--- Instructions for the task ---
Read the data below. Then repeat all of it exactly.

--- Exercise material ---
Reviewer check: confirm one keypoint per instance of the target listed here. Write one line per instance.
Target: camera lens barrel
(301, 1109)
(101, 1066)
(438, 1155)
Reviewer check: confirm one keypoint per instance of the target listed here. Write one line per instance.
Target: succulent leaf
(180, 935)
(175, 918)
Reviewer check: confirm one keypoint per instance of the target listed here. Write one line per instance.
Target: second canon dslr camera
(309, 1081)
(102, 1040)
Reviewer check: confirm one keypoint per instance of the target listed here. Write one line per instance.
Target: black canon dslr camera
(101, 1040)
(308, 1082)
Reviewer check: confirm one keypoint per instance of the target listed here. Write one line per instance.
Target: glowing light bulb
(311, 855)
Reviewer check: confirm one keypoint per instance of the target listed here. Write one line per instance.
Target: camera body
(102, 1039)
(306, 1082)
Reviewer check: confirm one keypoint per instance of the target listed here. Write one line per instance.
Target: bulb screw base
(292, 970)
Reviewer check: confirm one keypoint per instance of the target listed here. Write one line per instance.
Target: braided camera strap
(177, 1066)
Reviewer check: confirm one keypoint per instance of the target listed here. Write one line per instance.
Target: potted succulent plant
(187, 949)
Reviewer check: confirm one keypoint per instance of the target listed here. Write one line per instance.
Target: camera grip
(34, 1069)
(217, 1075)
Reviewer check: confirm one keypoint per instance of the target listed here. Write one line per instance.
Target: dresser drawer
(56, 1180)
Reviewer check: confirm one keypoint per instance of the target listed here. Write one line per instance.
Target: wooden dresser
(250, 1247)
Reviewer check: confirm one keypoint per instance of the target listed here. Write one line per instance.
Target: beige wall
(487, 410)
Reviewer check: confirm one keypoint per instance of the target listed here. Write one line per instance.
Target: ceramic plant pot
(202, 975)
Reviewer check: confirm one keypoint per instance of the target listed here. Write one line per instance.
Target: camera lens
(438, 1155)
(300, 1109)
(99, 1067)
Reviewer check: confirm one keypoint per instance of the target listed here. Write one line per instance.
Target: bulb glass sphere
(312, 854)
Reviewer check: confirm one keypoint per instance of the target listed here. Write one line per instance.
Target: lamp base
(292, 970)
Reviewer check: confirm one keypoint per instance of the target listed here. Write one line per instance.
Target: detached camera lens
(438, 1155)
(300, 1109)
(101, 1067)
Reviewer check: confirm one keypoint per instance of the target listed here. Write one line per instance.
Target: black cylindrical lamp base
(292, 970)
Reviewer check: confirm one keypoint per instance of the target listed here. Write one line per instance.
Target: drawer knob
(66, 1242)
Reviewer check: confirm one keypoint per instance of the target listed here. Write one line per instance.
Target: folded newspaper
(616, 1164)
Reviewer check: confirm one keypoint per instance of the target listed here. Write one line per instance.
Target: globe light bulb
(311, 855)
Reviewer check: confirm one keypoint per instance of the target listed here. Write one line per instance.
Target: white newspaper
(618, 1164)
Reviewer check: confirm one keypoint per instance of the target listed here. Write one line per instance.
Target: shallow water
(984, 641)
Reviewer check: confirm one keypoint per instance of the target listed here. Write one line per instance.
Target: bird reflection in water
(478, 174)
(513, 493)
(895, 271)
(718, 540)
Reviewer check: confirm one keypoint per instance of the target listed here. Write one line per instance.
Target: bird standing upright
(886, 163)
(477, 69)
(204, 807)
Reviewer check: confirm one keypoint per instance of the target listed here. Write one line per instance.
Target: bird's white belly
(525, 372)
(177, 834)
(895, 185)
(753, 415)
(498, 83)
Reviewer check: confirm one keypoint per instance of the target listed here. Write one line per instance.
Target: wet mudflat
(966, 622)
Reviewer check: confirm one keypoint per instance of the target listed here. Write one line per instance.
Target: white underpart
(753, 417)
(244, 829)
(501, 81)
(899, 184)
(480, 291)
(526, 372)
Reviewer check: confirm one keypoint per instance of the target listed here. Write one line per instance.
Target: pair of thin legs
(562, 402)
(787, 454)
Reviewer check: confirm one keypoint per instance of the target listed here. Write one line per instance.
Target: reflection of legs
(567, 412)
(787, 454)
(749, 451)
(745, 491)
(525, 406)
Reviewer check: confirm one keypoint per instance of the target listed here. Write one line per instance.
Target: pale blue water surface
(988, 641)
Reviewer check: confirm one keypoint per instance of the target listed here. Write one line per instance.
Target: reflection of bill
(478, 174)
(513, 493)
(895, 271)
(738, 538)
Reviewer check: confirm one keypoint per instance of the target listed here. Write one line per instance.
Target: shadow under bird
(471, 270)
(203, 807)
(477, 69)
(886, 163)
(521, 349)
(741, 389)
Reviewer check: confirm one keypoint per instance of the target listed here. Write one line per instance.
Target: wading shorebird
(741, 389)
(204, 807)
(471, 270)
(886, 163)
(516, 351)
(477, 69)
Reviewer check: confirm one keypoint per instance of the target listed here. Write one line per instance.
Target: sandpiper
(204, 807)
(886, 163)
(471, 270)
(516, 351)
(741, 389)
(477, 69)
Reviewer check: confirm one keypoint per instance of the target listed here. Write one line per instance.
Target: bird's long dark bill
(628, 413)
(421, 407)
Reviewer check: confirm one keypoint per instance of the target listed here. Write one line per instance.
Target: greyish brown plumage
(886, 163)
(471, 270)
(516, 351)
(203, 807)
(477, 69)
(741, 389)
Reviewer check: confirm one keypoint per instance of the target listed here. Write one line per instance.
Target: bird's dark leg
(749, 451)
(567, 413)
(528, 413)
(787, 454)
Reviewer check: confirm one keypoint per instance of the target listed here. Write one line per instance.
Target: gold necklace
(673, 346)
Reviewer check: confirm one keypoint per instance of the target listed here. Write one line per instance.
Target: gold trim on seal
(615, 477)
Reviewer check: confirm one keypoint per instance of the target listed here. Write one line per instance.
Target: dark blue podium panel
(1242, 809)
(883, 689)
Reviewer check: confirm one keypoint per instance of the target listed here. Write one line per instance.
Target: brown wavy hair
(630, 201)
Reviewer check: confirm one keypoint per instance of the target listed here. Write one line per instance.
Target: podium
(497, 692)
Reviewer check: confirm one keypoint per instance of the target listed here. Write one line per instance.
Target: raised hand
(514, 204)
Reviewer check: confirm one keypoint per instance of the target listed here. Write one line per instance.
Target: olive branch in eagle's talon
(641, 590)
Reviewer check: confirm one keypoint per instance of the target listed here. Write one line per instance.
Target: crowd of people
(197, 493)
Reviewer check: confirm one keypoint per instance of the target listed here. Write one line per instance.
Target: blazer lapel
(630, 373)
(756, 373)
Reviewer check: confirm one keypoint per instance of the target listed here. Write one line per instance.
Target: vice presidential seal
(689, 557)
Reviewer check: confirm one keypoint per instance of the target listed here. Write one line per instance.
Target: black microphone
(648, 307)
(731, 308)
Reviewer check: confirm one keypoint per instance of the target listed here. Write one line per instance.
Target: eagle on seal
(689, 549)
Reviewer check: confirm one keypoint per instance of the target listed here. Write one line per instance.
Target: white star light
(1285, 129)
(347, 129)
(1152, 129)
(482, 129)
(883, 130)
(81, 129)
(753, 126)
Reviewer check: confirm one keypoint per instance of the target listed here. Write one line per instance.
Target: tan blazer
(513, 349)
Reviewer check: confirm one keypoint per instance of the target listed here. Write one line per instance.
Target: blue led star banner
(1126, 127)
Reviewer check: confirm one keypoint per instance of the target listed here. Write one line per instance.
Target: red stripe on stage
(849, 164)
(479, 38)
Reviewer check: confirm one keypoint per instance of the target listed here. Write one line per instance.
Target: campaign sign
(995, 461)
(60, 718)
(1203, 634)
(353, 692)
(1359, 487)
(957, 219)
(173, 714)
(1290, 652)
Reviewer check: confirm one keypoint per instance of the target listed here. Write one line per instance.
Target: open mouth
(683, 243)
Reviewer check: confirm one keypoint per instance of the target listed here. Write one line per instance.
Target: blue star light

--- Answer to the problem ---
Reviewer check: confirm one keypoint per instance of the target listed here. Write one line per instance.
Target: camera lens barrel
(301, 1109)
(101, 1066)
(438, 1155)
Reviewer check: confirm one keypoint per instance of the target listed here. Write one line per instance.
Target: succulent leaf
(180, 935)
(175, 918)
Reviewer check: confirm one keypoint per instance of the target listed here. Write one line per instance.
Target: second canon dslr camera
(309, 1081)
(102, 1040)
Reviewer check: confirm one keypoint per instance of the target listed here. Write one line per instance.
Target: black canon dslr camera
(101, 1040)
(308, 1082)
Reviewer check: confirm one keypoint per instance of the target listed here. Write one line per instance.
Target: glowing light bulb
(311, 855)
Reviewer check: confirm one keypoint per instance of the target listed here. Write one line per instance.
Target: camera body
(102, 1039)
(306, 1082)
Reviewer check: confirm one keypoint per instance of the target listed here. Write one line per instance.
Target: bulb screw base
(292, 970)
Reviewer check: confirm one keypoint per instance of the target listed here. Write one line per instance.
Target: braided camera strap
(177, 1066)
Reviewer check: confirm one keypoint per instance of the target listed here. Write one line per instance.
Target: potted succulent plant
(187, 949)
Reviewer check: confirm one keypoint per instance of the target listed here. Write one line per instance.
Target: camera grip
(34, 1069)
(217, 1075)
Reviewer check: confirm one keypoint per instance of the target listed here. Write one line per instance.
Target: dresser drawer
(56, 1180)
Reviewer check: confirm one keypoint per instance of the target listed here. Write one line per instance.
Target: wooden dresser
(250, 1247)
Reviewer check: confirm one keypoint per instance of the target listed here. Write one line per instance.
Target: beige wall
(487, 410)
Reviewer check: confirm one keypoint per instance of the target listed here. Write one line per instance.
Target: ceramic plant pot
(202, 975)
Reviewer check: confirm one keypoint per instance of the target listed here. Write one line per instance.
Target: camera lens
(438, 1155)
(300, 1109)
(99, 1067)
Reviewer check: confirm one keypoint per instance of the target listed here. Write one line per instance.
Target: bulb glass sphere
(312, 854)
Reviewer check: confirm one keypoint per instance of the target listed here. Write one line per instance.
Target: lamp base
(292, 970)
Reviewer check: confirm one keypoint per instance of the target listed here. Write one line per instance.
Target: detached camera lens
(438, 1155)
(300, 1109)
(101, 1067)
Reviewer check: confirm one keypoint per instance of the target listed here. Write one line per instance.
Target: black cylindrical lamp base
(292, 970)
Reviewer check: confirm one keypoint per instance of the target listed here. Write one line per instance.
Target: drawer knob
(66, 1242)
Reviewer check: confirm one keypoint per instance of the target listed here. Write one line per instance.
Target: folded newspaper
(616, 1164)
Reviewer check: confirm one keypoint per instance of the target listed here. Write one line per instance.
Target: globe light bulb
(311, 855)
Reviewer check: confirm one keypoint per instance of the target listed here. Write one line per instance.
Target: white newspaper
(618, 1164)
Reviewer check: confirm one keypoint per instance of the target listed here. Write one line per instance.
Target: shallow water
(984, 641)
Reviewer check: confirm one keypoint per instance of the target listed here. Write one line per instance.
Target: bird reflection in water
(478, 174)
(513, 493)
(895, 271)
(718, 540)
Reviewer check: confirm one keypoint per instance of the target listed here. Write one line per instance.
Target: bird standing upright
(886, 163)
(477, 69)
(204, 807)
Reviewer check: confirm one keypoint per instance of the target listed here. Write one line per instance.
Target: bird's white belly
(525, 372)
(177, 834)
(895, 185)
(753, 415)
(498, 83)
Reviewer check: confirm one keypoint per instance of the target listed here. Write one line per instance.
Target: wet mudflat
(966, 622)
Reviewer check: confirm one keypoint per instance of the target listed here. Write one line per instance.
Target: white underpart
(753, 417)
(244, 829)
(501, 81)
(899, 184)
(480, 291)
(526, 372)
Reviewer check: confirm one keypoint per instance of the target listed here. Write one line per instance.
Target: pair of thin legs
(562, 402)
(787, 454)
Reviewer check: confirm one keypoint per instance of the target listed here. Write one line per instance.
Target: reflection of legs
(567, 412)
(787, 454)
(749, 451)
(745, 491)
(525, 406)
Reviewer check: confirm one keypoint per instance of the target listed here. Write one line per instance.
Target: pale blue water surface
(988, 641)
Reviewer check: confirm one keypoint per instance of the target listed here. Write one line per instance.
Target: reflection of bill
(478, 174)
(513, 493)
(895, 271)
(738, 538)
Reviewer check: confirm one keypoint per instance of the target listed here. Write one line per instance.
Target: shadow under bird
(471, 270)
(203, 807)
(477, 69)
(886, 163)
(521, 349)
(741, 389)
Reviewer check: confirm one keypoint per instance of the target listed here. Write one line per instance.
Target: wading shorebird
(741, 389)
(204, 807)
(471, 270)
(886, 163)
(516, 351)
(477, 69)
Reviewer check: confirm one keypoint per instance of the target listed here. Write one line per instance.
Target: sandpiper
(204, 807)
(886, 163)
(471, 270)
(516, 351)
(741, 389)
(477, 69)
Reviewer check: confirm one keypoint per instance of the target listed here. Write one line per instance.
Target: bird's long dark bill
(628, 413)
(421, 407)
Reviewer check: confirm one keypoint per instance of the target listed here. Write one line per instance.
Target: greyish brown plumage
(886, 163)
(471, 270)
(516, 351)
(203, 807)
(477, 69)
(741, 389)
Reviewer check: confirm one keypoint per instance of the target listed here. Write one line per instance.
Target: bird's dark leg
(749, 451)
(567, 413)
(528, 413)
(787, 454)
Reviewer check: confirm one keypoint per instance of the target listed here. Write one line per instance.
Target: gold necklace
(673, 346)
Reviewer check: confirm one keypoint per instance of the target listed here. Write one line per instance.
Target: gold trim on seal
(615, 477)
Reviewer check: confirm one keypoint per instance of the target listed here. Write one line per instance.
Target: dark blue podium panel
(1242, 809)
(883, 689)
Reviewer check: confirm one keypoint per instance of the target listed here. Write one line per instance.
Target: brown wavy hair
(630, 201)
Reviewer check: confirm one keypoint per instance of the target listed here. Write one line per instance.
Target: podium
(497, 692)
Reviewer check: confirm one keypoint per instance of the target listed here. Write one line per instance.
Target: raised hand
(514, 204)
Reviewer check: confirm one keypoint per instance of the target listed here. Write one line per instance.
Target: olive branch in eagle's talon
(641, 590)
Reviewer check: confirm one keypoint per instance of the target listed here. Write one line per instance.
Target: crowd of people
(197, 493)
Reviewer check: confirm one keypoint per instance of the target listed here. Write one line per instance.
Target: blazer lapel
(630, 373)
(756, 373)
Reviewer check: confirm one keypoint per instance of the target listed here. Write one line per instance.
Target: vice presidential seal
(689, 557)
Reviewer check: confirm one keypoint per instance of the target listed here. Write one line per instance.
Target: black microphone
(648, 307)
(731, 308)
Reviewer check: confirm one keypoint per instance of the target listed here. Write one line per instance.
Target: eagle on seal
(689, 549)
Reviewer check: confirm one keypoint per instance of the target listed here. Write one line per instance.
Target: white star light
(1285, 129)
(347, 129)
(1152, 129)
(482, 129)
(883, 130)
(81, 129)
(753, 126)
Reviewer check: confirm one keypoint per instance of the target listed here. Write one line per instance.
Target: tan blazer
(513, 349)
Reviewer check: confirm one keypoint per instance of the target listed here. Write one line per instance.
Target: blue led star banner
(1126, 127)
Reviewer check: confirm one keypoint per instance of the target listed here. Write one line per instance.
Target: red stripe on stage
(849, 164)
(479, 38)
Reviewer check: confirm one keypoint per instance of the target listed here. Write one line per instance.
Target: campaign sign
(995, 461)
(60, 718)
(1203, 634)
(353, 692)
(1359, 487)
(957, 219)
(173, 714)
(1290, 652)
Reviewer check: confirm one keypoint per instance of the target listed here. Write one line per instance.
Target: open mouth
(683, 243)
Reviewer check: confirm one keypoint per instance of the target listed here. Write one line per instance.
Target: blue star light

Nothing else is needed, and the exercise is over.